_What to produce_. Look over the entries and say how many lines include the word "patch". Only the number, please.

_Data for this exercise_.

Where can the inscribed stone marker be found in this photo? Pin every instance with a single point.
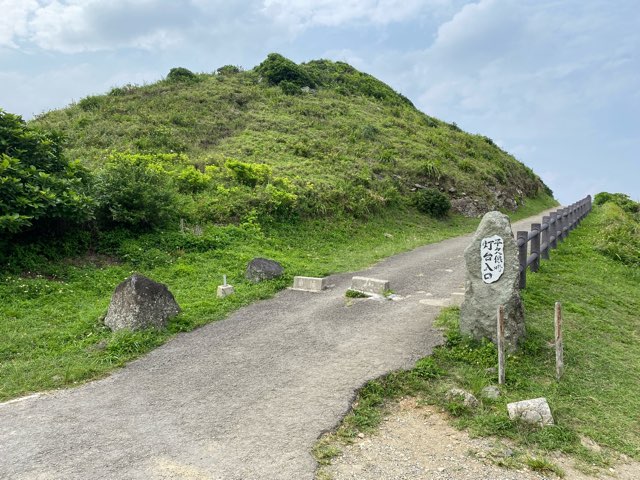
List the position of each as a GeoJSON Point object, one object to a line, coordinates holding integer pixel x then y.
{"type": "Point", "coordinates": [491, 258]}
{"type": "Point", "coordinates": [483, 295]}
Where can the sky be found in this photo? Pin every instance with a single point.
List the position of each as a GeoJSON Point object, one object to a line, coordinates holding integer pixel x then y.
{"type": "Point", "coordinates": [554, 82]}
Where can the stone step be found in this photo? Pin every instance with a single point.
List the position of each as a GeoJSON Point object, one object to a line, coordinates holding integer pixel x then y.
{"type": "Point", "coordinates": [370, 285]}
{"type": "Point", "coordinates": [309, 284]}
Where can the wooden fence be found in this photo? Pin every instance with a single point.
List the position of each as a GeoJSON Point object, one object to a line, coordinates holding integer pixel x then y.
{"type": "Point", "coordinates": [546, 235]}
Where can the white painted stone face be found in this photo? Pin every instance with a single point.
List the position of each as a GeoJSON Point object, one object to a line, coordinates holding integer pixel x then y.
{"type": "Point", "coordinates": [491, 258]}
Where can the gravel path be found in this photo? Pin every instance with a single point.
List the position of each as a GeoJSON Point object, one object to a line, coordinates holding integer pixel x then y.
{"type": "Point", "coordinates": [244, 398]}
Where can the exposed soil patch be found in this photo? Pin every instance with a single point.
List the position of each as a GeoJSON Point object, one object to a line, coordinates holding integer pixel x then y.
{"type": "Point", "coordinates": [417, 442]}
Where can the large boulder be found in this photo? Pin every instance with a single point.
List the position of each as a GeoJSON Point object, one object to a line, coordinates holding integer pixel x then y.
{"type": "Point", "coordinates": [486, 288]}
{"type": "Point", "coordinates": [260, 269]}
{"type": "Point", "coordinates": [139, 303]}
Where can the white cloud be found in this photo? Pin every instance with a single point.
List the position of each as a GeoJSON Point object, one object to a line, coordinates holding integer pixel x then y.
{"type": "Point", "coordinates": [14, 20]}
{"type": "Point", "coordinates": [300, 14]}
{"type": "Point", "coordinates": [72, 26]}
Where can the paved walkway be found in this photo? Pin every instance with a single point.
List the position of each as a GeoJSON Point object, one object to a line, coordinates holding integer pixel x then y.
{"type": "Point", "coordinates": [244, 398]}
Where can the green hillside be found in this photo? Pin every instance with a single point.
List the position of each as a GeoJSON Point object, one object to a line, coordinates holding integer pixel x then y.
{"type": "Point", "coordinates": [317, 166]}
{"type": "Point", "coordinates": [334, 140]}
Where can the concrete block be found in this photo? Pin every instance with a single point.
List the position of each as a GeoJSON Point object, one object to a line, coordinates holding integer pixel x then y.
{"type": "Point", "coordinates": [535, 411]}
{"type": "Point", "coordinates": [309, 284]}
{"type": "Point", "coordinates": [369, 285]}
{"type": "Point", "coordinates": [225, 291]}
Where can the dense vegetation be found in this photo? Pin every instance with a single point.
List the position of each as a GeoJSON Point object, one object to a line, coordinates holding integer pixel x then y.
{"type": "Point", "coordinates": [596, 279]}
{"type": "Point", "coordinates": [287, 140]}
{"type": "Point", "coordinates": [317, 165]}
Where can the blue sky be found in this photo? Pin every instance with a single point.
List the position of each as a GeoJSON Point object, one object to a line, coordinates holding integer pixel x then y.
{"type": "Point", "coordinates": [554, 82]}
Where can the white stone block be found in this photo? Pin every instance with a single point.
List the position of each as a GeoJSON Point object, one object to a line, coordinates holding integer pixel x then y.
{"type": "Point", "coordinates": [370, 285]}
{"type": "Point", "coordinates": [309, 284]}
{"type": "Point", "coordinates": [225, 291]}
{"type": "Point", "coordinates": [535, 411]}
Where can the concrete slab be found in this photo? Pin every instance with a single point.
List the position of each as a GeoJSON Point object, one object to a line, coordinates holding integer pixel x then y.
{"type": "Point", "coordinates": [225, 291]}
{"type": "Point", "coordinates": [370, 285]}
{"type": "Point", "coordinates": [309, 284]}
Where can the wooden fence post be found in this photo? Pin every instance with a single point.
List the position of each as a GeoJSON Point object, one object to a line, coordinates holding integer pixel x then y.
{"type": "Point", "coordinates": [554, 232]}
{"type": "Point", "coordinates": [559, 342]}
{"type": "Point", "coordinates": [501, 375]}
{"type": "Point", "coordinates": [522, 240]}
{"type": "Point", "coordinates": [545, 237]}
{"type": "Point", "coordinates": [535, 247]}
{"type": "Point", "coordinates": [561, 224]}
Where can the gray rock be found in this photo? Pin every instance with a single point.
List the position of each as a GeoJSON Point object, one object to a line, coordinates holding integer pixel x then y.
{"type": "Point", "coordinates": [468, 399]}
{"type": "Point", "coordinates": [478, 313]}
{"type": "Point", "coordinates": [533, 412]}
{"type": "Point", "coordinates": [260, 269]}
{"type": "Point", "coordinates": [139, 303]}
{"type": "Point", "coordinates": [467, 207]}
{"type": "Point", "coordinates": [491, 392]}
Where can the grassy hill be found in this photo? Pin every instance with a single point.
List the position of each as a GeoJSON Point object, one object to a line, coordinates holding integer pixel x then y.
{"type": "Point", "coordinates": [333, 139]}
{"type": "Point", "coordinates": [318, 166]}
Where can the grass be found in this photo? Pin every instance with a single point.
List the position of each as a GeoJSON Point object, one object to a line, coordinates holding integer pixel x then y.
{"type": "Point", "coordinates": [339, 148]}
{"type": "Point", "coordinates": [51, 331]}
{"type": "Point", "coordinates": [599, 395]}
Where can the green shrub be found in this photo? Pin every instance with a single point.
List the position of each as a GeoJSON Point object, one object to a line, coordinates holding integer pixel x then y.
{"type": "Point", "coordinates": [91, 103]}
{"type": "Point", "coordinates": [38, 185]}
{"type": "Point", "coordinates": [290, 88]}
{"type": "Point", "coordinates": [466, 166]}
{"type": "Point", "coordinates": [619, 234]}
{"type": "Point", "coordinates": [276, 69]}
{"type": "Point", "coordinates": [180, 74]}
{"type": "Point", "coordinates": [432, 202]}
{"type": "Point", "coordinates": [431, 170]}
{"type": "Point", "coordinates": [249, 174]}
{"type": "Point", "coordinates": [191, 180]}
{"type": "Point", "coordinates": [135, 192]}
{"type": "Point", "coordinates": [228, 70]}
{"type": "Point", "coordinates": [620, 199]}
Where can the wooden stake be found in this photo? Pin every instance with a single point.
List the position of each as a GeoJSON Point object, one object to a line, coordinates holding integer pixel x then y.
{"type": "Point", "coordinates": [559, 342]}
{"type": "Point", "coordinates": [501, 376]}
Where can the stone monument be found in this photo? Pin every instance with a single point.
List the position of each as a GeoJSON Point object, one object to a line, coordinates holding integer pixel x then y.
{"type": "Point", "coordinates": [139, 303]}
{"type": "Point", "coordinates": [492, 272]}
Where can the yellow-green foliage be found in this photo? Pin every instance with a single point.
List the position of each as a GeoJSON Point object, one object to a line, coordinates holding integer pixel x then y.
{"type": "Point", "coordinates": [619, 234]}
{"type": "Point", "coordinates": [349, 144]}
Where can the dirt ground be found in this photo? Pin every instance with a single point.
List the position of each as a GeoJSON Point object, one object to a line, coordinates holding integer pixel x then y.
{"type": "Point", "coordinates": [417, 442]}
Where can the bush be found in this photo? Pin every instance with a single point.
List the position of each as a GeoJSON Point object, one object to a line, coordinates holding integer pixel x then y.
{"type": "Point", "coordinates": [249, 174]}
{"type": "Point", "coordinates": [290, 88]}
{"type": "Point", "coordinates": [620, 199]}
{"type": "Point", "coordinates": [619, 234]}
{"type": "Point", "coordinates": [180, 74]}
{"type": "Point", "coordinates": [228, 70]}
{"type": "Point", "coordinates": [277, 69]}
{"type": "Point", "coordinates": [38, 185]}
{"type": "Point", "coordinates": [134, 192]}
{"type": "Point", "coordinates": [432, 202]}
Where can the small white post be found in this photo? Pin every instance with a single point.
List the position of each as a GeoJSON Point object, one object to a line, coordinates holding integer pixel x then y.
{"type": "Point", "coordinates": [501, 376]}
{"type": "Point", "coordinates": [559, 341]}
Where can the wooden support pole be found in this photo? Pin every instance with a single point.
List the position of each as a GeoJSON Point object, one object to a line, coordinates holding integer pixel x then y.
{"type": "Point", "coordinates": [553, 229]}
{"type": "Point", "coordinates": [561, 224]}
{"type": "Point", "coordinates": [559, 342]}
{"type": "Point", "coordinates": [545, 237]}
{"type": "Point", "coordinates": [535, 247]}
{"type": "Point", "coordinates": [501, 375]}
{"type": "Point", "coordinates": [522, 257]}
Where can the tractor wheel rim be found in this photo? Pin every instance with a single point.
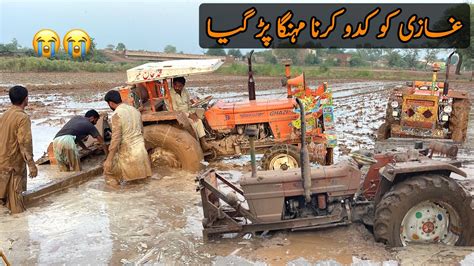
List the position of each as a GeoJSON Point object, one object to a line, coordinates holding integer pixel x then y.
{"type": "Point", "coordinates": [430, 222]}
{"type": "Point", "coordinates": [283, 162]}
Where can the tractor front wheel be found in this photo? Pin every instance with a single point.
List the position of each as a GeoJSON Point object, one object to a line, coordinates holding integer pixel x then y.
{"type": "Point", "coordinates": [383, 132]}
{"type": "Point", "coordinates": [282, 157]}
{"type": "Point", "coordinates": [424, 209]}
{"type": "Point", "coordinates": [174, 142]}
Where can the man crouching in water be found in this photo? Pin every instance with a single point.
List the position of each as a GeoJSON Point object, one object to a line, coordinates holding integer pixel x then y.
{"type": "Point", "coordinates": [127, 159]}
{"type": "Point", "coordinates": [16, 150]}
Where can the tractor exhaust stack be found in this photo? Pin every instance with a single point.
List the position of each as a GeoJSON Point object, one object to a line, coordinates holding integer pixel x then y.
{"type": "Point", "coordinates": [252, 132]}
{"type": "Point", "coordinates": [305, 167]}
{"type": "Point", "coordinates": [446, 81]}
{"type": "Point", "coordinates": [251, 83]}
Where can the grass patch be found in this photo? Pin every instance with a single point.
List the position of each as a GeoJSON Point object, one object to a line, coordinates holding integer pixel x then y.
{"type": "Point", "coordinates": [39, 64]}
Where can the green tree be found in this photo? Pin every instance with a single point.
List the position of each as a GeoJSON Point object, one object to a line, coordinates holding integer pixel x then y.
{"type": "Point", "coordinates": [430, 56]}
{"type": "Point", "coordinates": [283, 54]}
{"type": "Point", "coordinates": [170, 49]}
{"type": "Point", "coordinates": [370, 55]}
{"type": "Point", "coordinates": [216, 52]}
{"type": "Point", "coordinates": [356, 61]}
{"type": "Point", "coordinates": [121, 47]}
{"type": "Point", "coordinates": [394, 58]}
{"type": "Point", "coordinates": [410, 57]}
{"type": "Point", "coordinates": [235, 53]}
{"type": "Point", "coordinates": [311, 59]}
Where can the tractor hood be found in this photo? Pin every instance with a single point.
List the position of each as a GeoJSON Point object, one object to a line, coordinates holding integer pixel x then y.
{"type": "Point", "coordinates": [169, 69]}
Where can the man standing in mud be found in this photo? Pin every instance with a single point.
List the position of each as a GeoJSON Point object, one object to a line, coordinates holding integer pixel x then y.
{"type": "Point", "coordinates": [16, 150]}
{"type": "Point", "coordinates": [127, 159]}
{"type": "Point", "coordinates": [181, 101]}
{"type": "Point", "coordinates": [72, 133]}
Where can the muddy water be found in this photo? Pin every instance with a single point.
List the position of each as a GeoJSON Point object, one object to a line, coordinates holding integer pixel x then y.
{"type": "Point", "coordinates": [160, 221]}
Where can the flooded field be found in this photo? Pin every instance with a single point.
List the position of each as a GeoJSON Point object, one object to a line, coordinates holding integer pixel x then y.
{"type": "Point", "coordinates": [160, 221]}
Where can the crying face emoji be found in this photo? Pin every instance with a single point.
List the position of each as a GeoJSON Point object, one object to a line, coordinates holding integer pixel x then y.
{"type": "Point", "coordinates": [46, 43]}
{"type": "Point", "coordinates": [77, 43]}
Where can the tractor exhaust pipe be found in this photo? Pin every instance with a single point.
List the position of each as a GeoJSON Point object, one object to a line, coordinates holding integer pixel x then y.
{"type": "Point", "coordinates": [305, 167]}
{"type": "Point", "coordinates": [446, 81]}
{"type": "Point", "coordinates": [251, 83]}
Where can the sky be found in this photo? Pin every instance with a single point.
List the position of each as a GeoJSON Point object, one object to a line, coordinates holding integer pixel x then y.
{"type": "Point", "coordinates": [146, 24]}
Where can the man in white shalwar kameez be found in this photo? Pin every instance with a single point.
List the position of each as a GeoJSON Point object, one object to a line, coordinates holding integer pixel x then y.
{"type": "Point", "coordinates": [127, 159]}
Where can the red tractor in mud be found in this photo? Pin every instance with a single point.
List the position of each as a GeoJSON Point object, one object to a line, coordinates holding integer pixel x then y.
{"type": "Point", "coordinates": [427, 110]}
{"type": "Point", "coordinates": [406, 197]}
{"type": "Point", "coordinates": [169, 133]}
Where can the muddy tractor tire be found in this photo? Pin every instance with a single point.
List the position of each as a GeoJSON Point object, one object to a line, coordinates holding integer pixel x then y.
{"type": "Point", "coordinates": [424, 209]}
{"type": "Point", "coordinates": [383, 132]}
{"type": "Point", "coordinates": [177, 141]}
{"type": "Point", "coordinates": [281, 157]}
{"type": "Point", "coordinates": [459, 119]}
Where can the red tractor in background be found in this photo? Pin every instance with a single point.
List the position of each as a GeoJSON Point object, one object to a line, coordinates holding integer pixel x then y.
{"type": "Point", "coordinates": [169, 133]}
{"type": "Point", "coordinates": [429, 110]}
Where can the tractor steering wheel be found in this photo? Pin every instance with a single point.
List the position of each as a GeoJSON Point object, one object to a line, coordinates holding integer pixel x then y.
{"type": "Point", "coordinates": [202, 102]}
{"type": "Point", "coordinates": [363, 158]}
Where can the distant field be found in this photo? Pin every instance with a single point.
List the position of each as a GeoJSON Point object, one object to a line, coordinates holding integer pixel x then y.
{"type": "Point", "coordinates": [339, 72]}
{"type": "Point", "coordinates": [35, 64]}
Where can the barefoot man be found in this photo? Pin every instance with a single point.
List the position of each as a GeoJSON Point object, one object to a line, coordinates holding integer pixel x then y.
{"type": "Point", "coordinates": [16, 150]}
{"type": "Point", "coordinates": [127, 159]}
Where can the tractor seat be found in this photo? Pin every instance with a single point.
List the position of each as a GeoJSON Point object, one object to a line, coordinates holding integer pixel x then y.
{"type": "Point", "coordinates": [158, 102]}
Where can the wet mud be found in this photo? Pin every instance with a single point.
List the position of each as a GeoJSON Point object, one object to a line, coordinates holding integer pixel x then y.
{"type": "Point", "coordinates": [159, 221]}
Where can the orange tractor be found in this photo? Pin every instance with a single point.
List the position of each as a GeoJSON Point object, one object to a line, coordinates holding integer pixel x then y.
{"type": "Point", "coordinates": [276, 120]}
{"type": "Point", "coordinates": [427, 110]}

_Reply to the task_. 2